Your goal:
Reproduce the data in full, exactly as it appears.

[Records from a data collection]

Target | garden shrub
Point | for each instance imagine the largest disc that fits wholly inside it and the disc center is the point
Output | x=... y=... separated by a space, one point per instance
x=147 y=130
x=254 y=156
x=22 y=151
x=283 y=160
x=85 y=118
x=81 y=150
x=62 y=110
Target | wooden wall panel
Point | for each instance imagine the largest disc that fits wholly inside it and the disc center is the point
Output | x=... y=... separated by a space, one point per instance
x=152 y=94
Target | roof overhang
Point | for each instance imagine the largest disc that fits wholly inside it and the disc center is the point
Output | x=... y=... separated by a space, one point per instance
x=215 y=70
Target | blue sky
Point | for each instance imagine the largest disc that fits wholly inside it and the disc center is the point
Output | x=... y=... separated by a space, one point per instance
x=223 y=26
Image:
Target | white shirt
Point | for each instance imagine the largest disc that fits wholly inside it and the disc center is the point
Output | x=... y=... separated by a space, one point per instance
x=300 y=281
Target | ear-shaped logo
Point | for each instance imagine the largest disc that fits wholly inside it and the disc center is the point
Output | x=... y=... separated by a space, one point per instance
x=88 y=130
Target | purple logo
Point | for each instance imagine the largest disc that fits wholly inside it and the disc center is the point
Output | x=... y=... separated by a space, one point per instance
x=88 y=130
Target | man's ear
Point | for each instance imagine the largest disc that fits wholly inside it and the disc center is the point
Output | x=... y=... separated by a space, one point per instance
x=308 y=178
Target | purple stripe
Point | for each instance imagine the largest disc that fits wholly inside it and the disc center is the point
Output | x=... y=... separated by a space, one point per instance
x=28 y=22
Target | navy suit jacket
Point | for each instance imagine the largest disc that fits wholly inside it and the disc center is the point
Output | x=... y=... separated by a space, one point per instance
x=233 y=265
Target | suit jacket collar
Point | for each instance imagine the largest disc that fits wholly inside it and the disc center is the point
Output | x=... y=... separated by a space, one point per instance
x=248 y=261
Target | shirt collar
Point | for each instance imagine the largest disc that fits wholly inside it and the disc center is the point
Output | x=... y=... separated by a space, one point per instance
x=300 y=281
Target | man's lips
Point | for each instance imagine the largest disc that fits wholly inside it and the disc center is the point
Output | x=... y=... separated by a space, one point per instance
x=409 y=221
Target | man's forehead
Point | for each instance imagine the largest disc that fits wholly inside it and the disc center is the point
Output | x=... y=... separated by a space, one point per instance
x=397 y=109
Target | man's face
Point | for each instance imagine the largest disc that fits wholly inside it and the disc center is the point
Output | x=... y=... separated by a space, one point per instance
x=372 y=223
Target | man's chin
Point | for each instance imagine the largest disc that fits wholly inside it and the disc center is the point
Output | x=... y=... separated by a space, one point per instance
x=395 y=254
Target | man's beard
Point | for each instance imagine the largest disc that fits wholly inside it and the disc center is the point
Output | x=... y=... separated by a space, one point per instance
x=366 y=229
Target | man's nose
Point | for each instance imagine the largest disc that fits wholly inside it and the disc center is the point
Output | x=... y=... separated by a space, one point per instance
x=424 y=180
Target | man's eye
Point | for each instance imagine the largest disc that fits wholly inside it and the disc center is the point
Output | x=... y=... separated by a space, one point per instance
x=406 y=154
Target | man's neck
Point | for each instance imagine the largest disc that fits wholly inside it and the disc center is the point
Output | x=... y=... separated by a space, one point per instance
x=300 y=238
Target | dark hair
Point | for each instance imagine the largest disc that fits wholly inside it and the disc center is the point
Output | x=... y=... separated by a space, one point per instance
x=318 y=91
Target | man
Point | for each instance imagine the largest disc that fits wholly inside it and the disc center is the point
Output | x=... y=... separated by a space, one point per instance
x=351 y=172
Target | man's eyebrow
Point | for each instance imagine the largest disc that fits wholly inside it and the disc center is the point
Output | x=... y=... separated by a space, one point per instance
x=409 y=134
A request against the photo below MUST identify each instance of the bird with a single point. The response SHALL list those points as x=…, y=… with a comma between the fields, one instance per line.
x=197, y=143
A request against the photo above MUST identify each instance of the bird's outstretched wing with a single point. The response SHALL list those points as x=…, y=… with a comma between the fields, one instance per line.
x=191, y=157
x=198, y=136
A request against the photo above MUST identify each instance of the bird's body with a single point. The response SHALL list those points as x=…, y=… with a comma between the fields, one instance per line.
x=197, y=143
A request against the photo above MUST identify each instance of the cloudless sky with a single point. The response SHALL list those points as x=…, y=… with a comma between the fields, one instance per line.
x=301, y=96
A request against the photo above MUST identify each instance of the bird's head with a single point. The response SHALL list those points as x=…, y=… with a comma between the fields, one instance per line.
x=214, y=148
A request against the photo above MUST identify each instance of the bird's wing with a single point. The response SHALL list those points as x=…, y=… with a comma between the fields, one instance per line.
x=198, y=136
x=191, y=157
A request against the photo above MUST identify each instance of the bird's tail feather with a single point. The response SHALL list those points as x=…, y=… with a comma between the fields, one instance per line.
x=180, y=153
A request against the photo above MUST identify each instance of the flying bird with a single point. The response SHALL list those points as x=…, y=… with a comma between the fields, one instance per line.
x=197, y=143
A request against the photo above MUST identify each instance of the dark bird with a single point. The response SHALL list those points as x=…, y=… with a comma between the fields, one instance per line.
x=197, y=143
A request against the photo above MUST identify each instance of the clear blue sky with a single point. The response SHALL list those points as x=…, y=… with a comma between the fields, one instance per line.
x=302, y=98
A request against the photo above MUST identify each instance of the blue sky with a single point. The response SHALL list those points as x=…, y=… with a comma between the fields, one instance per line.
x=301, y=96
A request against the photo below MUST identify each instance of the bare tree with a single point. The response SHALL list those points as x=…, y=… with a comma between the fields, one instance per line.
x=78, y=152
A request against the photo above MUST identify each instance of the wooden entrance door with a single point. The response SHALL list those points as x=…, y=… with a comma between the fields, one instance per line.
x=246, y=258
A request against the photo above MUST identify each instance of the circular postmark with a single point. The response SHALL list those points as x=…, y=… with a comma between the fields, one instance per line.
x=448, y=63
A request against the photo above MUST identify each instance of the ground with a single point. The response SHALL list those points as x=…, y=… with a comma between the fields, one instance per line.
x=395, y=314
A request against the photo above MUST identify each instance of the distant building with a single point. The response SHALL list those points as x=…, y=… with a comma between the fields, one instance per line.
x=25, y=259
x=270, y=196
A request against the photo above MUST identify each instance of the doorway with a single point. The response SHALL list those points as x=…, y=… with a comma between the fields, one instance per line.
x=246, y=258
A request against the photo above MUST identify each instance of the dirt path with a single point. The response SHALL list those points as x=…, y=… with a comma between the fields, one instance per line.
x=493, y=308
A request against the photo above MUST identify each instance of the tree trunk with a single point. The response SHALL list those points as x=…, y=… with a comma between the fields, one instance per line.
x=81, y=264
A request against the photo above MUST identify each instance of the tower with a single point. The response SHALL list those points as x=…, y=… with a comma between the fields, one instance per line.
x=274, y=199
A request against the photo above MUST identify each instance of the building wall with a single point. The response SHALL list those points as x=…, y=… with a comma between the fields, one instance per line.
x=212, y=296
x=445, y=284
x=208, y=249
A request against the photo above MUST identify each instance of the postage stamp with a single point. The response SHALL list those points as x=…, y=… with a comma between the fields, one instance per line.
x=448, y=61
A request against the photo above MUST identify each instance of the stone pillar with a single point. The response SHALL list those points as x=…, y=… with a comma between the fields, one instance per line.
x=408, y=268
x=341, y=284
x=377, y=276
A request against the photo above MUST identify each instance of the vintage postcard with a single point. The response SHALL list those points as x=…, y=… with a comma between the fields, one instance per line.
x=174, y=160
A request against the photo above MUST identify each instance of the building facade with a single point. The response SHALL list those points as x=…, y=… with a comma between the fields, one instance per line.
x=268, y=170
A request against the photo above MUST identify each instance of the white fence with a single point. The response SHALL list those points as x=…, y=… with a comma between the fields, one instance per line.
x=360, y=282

Response to the exercise:
Target | garden shrub
Point | for each instance imagine the largest disc that fits wholly inside it and the disc center is the point
Output | x=... y=... separated by a space, one point per instance
x=147 y=130
x=254 y=156
x=22 y=151
x=283 y=160
x=85 y=118
x=81 y=150
x=62 y=110
Target | wooden wall panel
Point | for each instance imagine the largest disc that fits wholly inside it and the disc center is the point
Output | x=... y=... separated by a space, one point per instance
x=152 y=94
Target | roof overhang
Point | for each instance imagine the largest disc that fits wholly inside it and the disc center is the point
Output | x=... y=... separated by a space, one point per instance
x=215 y=70
Target | blue sky
Point | for each instance imagine the largest disc that fits wholly inside it and the disc center is the point
Output | x=... y=... separated by a space, one point per instance
x=223 y=26
Image:
Target | white shirt
Point | for each instance imagine the largest disc that fits wholly inside it and the disc center is the point
Output | x=... y=... separated by a space, one point per instance
x=300 y=281
Target | ear-shaped logo
Point | for each instance imagine the largest disc that fits wholly inside it and the disc center is the point
Output | x=... y=... separated by a space, one point per instance
x=88 y=130
Target | purple logo
Point | for each instance imagine the largest disc that fits wholly inside it and the disc center is the point
Output | x=... y=... separated by a space, one point per instance
x=88 y=130
Target | man's ear
Point | for each instance imagine the largest disc that fits wholly inside it and the disc center is the point
Output | x=... y=... separated by a space, one point per instance
x=308 y=178
Target | purple stripe
Point | for each instance imagine the largest disc that fits wholly inside it and the disc center is the point
Output | x=... y=... separated by a space, one point per instance
x=28 y=22
Target | navy suit jacket
Point | for each instance imagine the largest disc that fits wholly inside it and the disc center is the point
Output | x=... y=... separated by a space, one point per instance
x=233 y=265
Target | suit jacket collar
Point | for each instance imagine the largest disc that fits wholly inside it and the disc center is the point
Output | x=... y=... separated by a space, one point per instance
x=248 y=261
Target | shirt collar
Point | for each instance imagine the largest disc that fits wholly inside it and the disc center is the point
Output | x=... y=... separated by a space, one point per instance
x=300 y=281
Target | man's lips
Point | for each instance imagine the largest disc that fits wholly inside it and the disc center is the point
Output | x=... y=... separated by a space, one point per instance
x=409 y=221
Target | man's forehead
Point | for each instance imagine the largest disc that fits wholly inside it and the disc center is the point
Output | x=... y=... separated by a space, one point per instance
x=397 y=109
Target | man's face
Point | for each instance imagine the largest disc that fits wholly inside it and the disc center is the point
Output | x=... y=... separated by a space, one point per instance
x=372 y=223
Target | man's chin
Point | for each instance imagine the largest disc that fits wholly inside it and the disc center is the point
Output | x=... y=... separated by a space, one point per instance
x=395 y=254
Target | man's beard
Point | for each instance imagine the largest disc that fits wholly inside it and the disc center is the point
Output | x=... y=... separated by a space, one point per instance
x=366 y=229
Target | man's nose
Point | for each instance imagine the largest disc that fits wholly inside it and the disc center is the point
Output | x=... y=... separated by a space, one point per instance
x=424 y=180
Target | man's eye
Point | for each instance imagine the largest disc that fits wholly inside it and the disc center is the point
Output | x=... y=... separated by a space, one point per instance
x=406 y=154
Target | man's neck
Point | for each instance imagine the largest disc that fits wholly inside it and the disc center is the point
Output | x=... y=... separated by a space, one point per instance
x=300 y=238
Target | dark hair
Point | for each instance imagine the largest disc that fits wholly inside it and the disc center is the point
Output | x=... y=... separated by a space, one point per instance
x=318 y=91
Target | man
Point | for each instance imagine the largest disc that fits wholly inside it and the disc center is the point
Output | x=... y=... separated by a space, one point per instance
x=351 y=172
Target | man's eyebrow
Point | for each instance imagine the largest disc that fits wholly inside it and the disc center is the point
Output | x=... y=... separated by a space, one point per instance
x=409 y=134
A request against the photo below MUST identify each instance of the bird with a single point. The response SHALL list those points as x=…, y=… with a comma between the fields, one instance per line.
x=197, y=143
A request against the photo above MUST identify each instance of the bird's outstretched wing with a single point. The response SHALL list those points as x=…, y=… with a comma between the fields, one instance per line.
x=191, y=157
x=198, y=136
A request against the photo above MUST identify each instance of the bird's body with a single point. The response SHALL list those points as x=…, y=… with a comma between the fields, one instance per line.
x=197, y=143
A request against the photo above MUST identify each instance of the cloudless sky with a single point. The response SHALL list those points as x=…, y=… with a comma between the fields, one instance per line.
x=301, y=96
A request against the photo above MUST identify each instance of the bird's head with a single point. The response SHALL list those points as x=…, y=… with a comma between the fields, one instance per line.
x=214, y=148
A request against the photo above MUST identify each instance of the bird's wing with a single point. The response SHALL list those points as x=…, y=… with a comma between the fields, one instance per line.
x=198, y=136
x=191, y=157
A request against the photo above MUST identify each instance of the bird's tail feather with a single point. The response SHALL list those points as x=…, y=… with a comma between the fields, one instance per line.
x=180, y=153
A request against the photo above MUST identify each instance of the flying bird with a single point. The response SHALL list those points as x=…, y=… with a comma between the fields, one instance per line.
x=197, y=143
A request against the photo above MUST identify each instance of the dark bird with a single point. The response SHALL list those points as x=…, y=… with a comma between the fields, one instance per line.
x=197, y=143
A request against the photo above MUST identify each instance of the clear blue sky with a single point. The response SHALL list those points as x=…, y=… with a comma between the fields, one instance per line.
x=302, y=98
A request against the photo above MUST identify each instance of the blue sky with a single point. The response SHALL list those points as x=…, y=… with a comma between the fields, one instance per line.
x=301, y=96
A request against the photo below MUST identify each instance of the bare tree with a single point. The response SHALL list those points as x=…, y=… with a comma between the fields, one instance per line.
x=78, y=152
A request against the photo above MUST identify each instance of the wooden entrance door with a single point. The response SHALL list those points as x=…, y=… with a comma between the fields, one instance per line.
x=246, y=258
A request against the photo above MUST identify each instance of the circular postmark with a single point. The response SHALL list those points as x=…, y=… with a comma between the fields, one instance per line.
x=448, y=63
A request against the photo above MUST identify each instance of the ground with a single point. The response SHALL list those points as x=…, y=… with a comma between the fields, one instance per line.
x=395, y=314
A request against the photo above MUST identify each instance of the distant building with a single point. The response SHALL list those points as x=…, y=… with a comma between the fields, one instance per line.
x=25, y=259
x=270, y=196
A request against the photo above MUST identify each instance of the doorway with a single point. The response SHALL list those points as x=…, y=… with a comma between the fields, one instance per line.
x=246, y=258
A request against the photo above MUST identify each instance of the dirt path with a single point. The response SHALL list those points as x=…, y=… with a comma between the fields, one instance per line.
x=493, y=308
A request against the photo above MUST identify each instance of the tree trunk with a single point. The response SHALL list those points as x=…, y=… with a comma between the fields, one instance per line.
x=81, y=264
A request against the photo above MUST identify each instance of the tower with a single point. The response SHALL list those points as x=…, y=… with a comma between the fields, one instance per line.
x=274, y=199
A request against the photo above MUST identify each instance of the building wall with a single point. The response SHALL list those points as x=…, y=… with a comma between the fields, one instance per line.
x=212, y=296
x=445, y=284
x=208, y=249
A request against the photo above MUST identify each instance of the postage stamp with a single point. The response SHALL list those points as x=…, y=… with a comma between the fields, one instance per line.
x=448, y=61
A request against the photo above MUST identify each instance of the stone pillar with a single point. The response SHALL list those points as x=…, y=… with a comma between the fields, one instance per line.
x=408, y=268
x=341, y=284
x=377, y=276
A request against the photo above MUST identify each instance of the vintage postcard with a single point. The response SHALL list those points as x=…, y=… with a comma between the fields, one instance per line.
x=174, y=160
A request against the photo above MUST identify each instance of the building facade with a single point. The response SHALL list those points as x=…, y=… with a comma between the fields, one instance per line.
x=268, y=170
A request against the photo above MUST identify each instance of the white fence with a single point. The response SHALL list those points as x=…, y=… with a comma between the fields, one instance per line.
x=360, y=282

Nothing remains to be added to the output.